* [ОТРЫВОК]
= = =

КОММЕНТАРИИ
В экономике

В экономикеОтбивные по-Магнитскому. Ревущий эшелон

17 ДЕКАБРЯ 2012 г. ВЛАДИМИР НАДЕИН

ИТАР-ТАСС

Судьба советского человека незавидна. Судьба советской скотины много хуже. Ничего ужаснее придумать нельзя.

Революция, коллективизация, война. Три гигантские трагедии жестоко проредили население, но поголовье домашних животных всякий раз сводили на нет. Деревня без мычания и блеяния на десятилетия становилась типичной в огромной сельскохозяйственной стране.

После революции в России не осталось племенных хозяйств. После коллективизации не осталось здоровых животных. После войны главным стало не мясо, не молоко и шерсть, а – поголовье. За дутыми цифрами плутовски сосчитанных рогов коммунизм прятал свою врожденную немощь: неспособность прокормить собственный народ.

Согласно Большой Советской энциклопедии,обеспеченность населения крупным рогатым скотом, зафиксированная переписью 1916 (военного!) года в Российской империи, была достигнута в СССР только к 1965 году. При царе коэффициент обеспеченности был 0,370, полвека спустя–0,380.

= = =

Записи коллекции
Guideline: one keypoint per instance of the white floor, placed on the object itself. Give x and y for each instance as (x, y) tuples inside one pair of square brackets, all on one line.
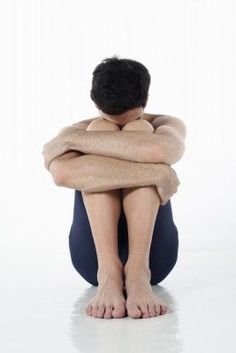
[(42, 309)]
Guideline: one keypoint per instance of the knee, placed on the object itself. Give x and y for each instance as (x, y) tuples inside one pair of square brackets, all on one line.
[(140, 124), (102, 124)]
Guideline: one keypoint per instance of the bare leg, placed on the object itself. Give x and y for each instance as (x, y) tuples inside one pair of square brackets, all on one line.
[(103, 209), (140, 207)]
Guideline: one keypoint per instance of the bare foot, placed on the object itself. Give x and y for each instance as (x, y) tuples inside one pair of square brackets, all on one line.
[(141, 301), (109, 301)]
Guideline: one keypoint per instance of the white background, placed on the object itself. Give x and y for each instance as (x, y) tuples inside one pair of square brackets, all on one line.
[(48, 52)]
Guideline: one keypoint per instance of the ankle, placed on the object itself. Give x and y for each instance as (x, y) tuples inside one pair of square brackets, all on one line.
[(110, 264), (134, 268)]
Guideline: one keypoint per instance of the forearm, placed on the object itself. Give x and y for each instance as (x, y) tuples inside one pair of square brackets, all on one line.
[(136, 146), (99, 173)]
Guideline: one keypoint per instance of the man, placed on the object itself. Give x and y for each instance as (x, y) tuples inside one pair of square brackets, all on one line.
[(123, 238)]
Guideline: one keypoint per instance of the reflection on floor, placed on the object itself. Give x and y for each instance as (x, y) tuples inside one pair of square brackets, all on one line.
[(42, 309)]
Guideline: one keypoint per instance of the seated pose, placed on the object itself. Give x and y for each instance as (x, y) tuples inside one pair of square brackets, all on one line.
[(123, 238)]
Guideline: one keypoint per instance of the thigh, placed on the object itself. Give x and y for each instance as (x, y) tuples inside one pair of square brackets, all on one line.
[(81, 243), (164, 245)]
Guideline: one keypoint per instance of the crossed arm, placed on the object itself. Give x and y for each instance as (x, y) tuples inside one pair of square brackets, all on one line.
[(166, 145), (128, 158)]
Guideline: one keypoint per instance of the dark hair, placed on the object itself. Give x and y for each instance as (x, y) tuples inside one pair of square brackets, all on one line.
[(119, 85)]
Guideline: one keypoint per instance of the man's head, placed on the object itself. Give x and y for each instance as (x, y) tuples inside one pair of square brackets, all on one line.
[(120, 89)]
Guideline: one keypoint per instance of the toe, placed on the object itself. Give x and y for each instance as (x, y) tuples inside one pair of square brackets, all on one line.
[(94, 310), (108, 312), (118, 311), (151, 310), (88, 310), (101, 310), (144, 310), (133, 311), (163, 308)]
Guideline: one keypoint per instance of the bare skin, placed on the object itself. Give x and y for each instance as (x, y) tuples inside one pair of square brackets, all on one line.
[(110, 301)]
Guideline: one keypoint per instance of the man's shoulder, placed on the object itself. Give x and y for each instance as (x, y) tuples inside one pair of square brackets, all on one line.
[(150, 117)]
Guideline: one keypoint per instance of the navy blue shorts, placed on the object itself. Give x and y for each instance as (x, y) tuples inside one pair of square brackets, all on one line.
[(163, 251)]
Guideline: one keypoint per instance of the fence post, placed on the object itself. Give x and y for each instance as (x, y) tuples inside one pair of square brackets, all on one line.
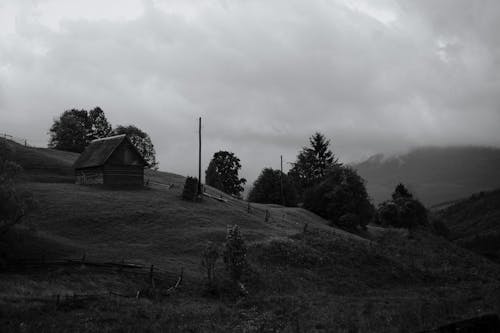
[(151, 276)]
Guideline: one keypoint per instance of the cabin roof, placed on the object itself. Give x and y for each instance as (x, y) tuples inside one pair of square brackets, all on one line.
[(99, 150)]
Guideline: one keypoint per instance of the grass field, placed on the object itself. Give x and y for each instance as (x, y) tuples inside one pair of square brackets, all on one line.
[(323, 280)]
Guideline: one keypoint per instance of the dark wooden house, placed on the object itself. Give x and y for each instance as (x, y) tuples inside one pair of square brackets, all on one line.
[(111, 161)]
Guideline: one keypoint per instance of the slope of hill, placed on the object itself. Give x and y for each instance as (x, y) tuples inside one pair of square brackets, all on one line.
[(320, 280), (434, 174), (475, 223)]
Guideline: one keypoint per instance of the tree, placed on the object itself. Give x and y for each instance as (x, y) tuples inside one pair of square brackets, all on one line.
[(312, 163), (235, 253), (141, 141), (222, 173), (99, 127), (401, 192), (341, 198), (403, 211), (74, 129), (69, 132), (208, 261), (13, 204), (267, 188)]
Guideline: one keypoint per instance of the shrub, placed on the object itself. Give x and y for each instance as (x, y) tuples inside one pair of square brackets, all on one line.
[(403, 211), (440, 228), (341, 192), (235, 253), (267, 189), (190, 191), (208, 261), (13, 204)]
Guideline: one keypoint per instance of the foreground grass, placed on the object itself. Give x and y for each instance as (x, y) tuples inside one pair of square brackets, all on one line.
[(324, 280)]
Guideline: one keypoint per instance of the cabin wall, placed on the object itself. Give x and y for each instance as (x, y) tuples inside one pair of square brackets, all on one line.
[(124, 175), (89, 176)]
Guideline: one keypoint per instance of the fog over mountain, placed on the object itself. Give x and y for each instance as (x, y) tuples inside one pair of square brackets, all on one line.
[(374, 76), (434, 174)]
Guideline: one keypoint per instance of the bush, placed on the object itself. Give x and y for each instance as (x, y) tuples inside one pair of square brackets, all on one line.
[(235, 253), (267, 189), (13, 204), (440, 228), (209, 259), (403, 211), (190, 191), (342, 193)]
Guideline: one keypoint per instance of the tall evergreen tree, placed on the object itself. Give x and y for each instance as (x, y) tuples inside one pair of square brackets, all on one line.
[(312, 163)]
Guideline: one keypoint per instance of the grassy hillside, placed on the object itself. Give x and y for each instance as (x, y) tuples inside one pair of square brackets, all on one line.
[(319, 281), (475, 223), (434, 174)]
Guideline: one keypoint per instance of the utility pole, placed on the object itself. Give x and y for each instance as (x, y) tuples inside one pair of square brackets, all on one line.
[(281, 181), (199, 158)]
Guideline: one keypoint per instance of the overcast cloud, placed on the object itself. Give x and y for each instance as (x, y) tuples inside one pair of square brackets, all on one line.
[(374, 76)]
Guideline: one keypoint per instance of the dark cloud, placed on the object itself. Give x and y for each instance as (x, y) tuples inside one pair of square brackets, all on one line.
[(374, 77)]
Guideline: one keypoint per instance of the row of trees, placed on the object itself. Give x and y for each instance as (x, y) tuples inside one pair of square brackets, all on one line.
[(75, 129), (323, 185)]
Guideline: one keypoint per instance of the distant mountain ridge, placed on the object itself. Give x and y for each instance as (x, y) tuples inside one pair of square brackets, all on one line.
[(434, 174), (475, 223)]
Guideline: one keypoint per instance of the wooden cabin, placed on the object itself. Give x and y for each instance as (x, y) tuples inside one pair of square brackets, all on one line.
[(113, 161)]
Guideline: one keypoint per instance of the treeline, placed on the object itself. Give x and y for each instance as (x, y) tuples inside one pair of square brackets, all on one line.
[(75, 129), (321, 184)]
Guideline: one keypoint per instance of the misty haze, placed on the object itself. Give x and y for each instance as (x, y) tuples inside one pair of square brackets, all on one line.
[(250, 166)]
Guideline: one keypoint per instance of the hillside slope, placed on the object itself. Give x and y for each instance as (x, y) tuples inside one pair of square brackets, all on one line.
[(321, 280), (434, 174), (475, 223)]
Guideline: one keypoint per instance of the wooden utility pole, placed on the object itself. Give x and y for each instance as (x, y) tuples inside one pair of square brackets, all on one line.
[(281, 181), (199, 157)]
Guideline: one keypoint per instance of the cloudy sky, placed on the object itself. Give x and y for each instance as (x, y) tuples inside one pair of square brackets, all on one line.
[(374, 76)]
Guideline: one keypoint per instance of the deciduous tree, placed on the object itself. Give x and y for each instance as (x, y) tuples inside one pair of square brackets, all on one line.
[(142, 142), (312, 164), (222, 173), (74, 129), (267, 188)]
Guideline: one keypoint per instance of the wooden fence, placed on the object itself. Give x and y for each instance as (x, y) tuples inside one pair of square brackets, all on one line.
[(153, 274)]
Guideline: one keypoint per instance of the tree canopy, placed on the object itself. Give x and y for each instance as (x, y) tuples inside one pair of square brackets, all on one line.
[(267, 188), (222, 173), (312, 163), (341, 198), (403, 211), (141, 141), (74, 129)]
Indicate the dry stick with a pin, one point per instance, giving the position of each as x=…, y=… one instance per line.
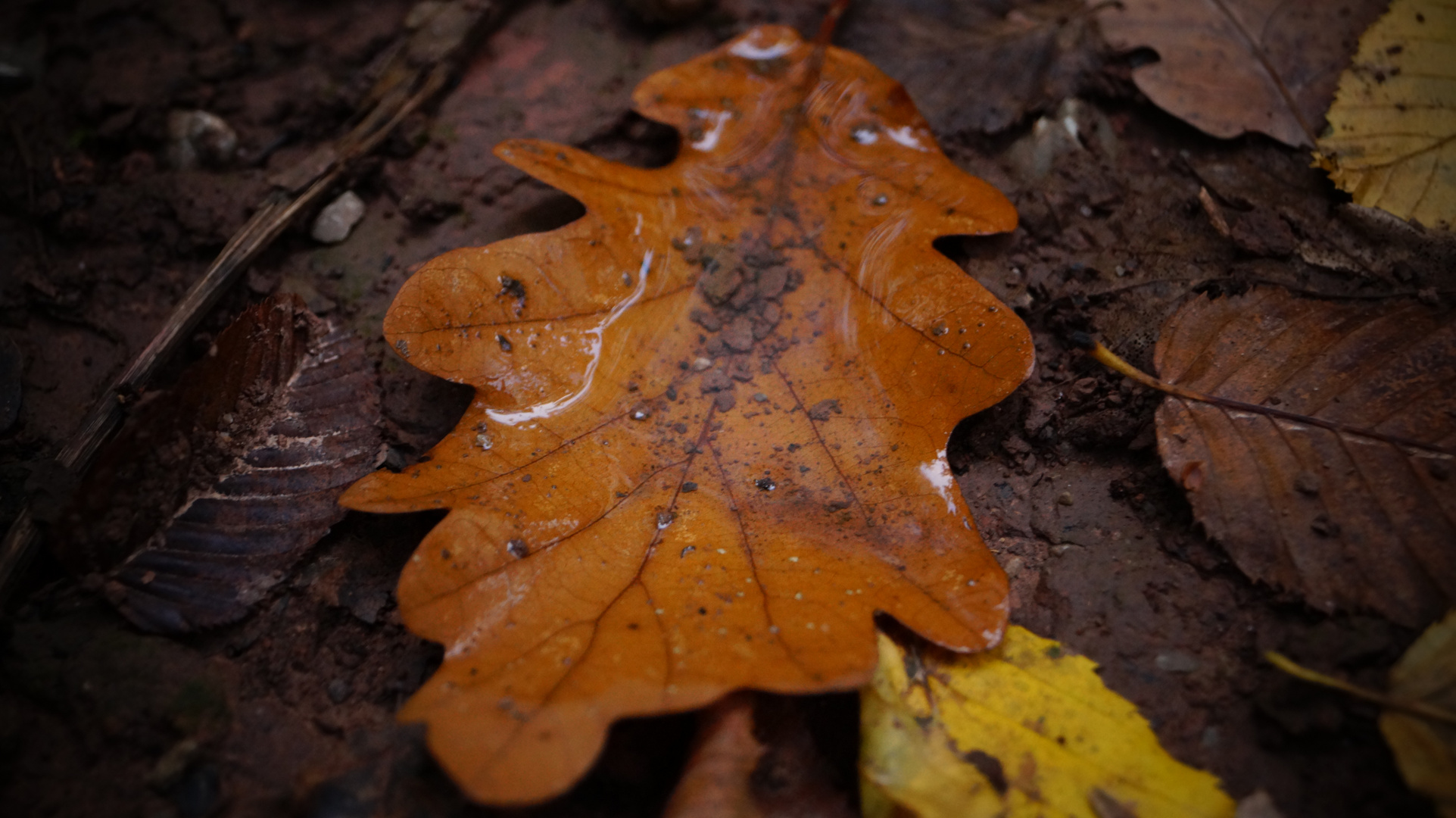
x=1111, y=361
x=1388, y=702
x=416, y=73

= = =

* [ЗАДАНИЕ 1] Согласно отрывку о поголовье скота в СССР, к какому году в Советском Союзе была достигнута обеспеченность населения крупным рогатым скотом, зафиксированная переписью 1916 года?
* [ЗАДАНИЕ 2] Продолжите отрывок о поголовье скота в СССР с того места, где он заканчивается.

* [ОТВЕТ 1] К 1965 году.

* [ОТВЕТ 2]
Лично я советским официальным цифрам не верю. Середина 60-х отмечена гигантской аферой «Догнать и перегнать США по производству мяса и молока». Не только в несчастной Рязанщине, где застрелился промотавшийся первый секретарь обкома партии, но и в других краях массовый забой скота под «социалистические обязательства» стал нормой. Работая в областной газете, я сам писал селянам инструкции про то, как кормить дойное стадо коров запаренной сечкой. И не раз был свидетелем этого душераздирающего зрелища.

Вот типичная картинка. К концу февраля колхозные корма, как правило, на нуле. Начальство шныряет по областным кабинетам, выклянчивая фонды. Сечка – это мелко рубленная солома. Ферма – это грязное и вонючее помещение, где мычат несчастные животные. Многие подвешены на загаженных полотнищах, иначе упадут и тут же умрут. Сечку запаривают в огромном котле, под которым разводят костер. Топливом служит привозной уголь совершенно невыносимого качества и та же солома. Солома вспыхивает, как порох, сгорает мгновенно, а уголь никак не занимается. Руки у доярок и обмороженные, и обгорелые – особый феномен социалистического животноводства. Мат стоит такой, какой и поныне не доступен пьяным болельщикам «Спартака». Сечку вынимают из котла какими-то огромными ржавыми дуршлагами и тут же разносят в кормушки. На вилах, без тележек. Ведущей движущей силой служил, как тогда говаривали, «пердячий пар».

В животноводстве солома – не еда, а подстилка. Это как если бы нас кормили матрацами. Ничего печальнее, ничего безнадежнее, чем глаза коровы, стоящей перед отварной соломой, я в жизни не видал. Голод грыз их изнутри, но и жевать эту мерзость было выше их сил. Если новые научные веяния верны и звери по-своему думают, то думать они могли только об одном: ах, какая жалость, что они нас одомашнили!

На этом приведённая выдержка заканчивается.